--- Begin Input data ---

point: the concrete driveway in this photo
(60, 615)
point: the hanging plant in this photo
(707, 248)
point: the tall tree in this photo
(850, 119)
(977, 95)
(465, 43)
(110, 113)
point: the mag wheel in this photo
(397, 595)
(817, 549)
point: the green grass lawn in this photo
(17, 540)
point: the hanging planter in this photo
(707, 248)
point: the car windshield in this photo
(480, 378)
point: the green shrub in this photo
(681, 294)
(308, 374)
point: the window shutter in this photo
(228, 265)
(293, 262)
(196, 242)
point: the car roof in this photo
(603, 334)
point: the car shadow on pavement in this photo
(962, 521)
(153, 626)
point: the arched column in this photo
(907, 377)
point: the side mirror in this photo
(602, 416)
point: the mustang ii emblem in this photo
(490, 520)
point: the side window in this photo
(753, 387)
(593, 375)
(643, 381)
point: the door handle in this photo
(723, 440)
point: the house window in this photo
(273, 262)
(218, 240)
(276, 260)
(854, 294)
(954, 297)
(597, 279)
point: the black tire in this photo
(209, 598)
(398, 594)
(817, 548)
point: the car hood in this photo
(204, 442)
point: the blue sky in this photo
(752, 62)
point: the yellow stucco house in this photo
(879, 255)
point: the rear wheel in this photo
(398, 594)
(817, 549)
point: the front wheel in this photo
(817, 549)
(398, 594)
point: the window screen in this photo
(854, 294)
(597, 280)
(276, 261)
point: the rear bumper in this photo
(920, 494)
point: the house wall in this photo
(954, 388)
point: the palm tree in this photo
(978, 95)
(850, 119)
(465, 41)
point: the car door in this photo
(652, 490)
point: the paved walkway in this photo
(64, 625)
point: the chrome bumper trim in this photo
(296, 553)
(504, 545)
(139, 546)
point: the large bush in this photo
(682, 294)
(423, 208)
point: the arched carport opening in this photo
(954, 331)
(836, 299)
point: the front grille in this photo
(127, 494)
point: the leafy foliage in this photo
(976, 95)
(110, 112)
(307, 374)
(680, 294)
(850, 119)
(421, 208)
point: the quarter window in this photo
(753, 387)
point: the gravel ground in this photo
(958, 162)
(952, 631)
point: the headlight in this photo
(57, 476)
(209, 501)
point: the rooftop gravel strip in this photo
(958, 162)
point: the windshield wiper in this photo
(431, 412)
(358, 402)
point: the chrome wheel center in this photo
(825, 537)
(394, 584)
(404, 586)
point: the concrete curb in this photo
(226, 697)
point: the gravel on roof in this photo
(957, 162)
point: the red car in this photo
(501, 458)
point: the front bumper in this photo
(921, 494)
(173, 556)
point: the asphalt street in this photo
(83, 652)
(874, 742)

--- End Input data ---

◆ Your instructions ◆
Return the lines from the line containing "point: the quarter window in this photo" to the end of the entries above, exactly as they appear and with no other output.

◆ Result below ◆
point: the quarter window in this photo
(753, 387)
point: the gravel ground in this photo
(958, 162)
(952, 631)
point: the headlight in this photo
(57, 476)
(209, 501)
point: the rooftop gravel strip in this photo
(958, 162)
point: the windshield wiper in this photo
(431, 412)
(358, 402)
point: the chrome wheel center in this photo
(825, 537)
(394, 584)
(404, 586)
point: the concrete curb in this photo
(226, 697)
point: the gravel on roof in this photo
(957, 162)
point: the red car in this photo
(501, 458)
point: the front bumper in this photo
(921, 494)
(173, 556)
point: the asphalt street in this photo
(83, 652)
(874, 742)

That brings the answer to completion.